(RECORDS FOR THE TASK Opens)
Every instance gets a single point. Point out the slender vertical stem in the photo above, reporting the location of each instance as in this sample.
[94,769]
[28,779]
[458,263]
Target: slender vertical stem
(RECORDS FOR THE TASK Closes)
THE PROBLEM » Only lines of the material that contain the word "stem" belong in the answer; copy each one.

OUTPUT OF THE EXERCISE »
Every instance gets a single point. Point out the slender vertical stem in the photo above, reporting the location of each instance as in this sample.
Target: slender vertical stem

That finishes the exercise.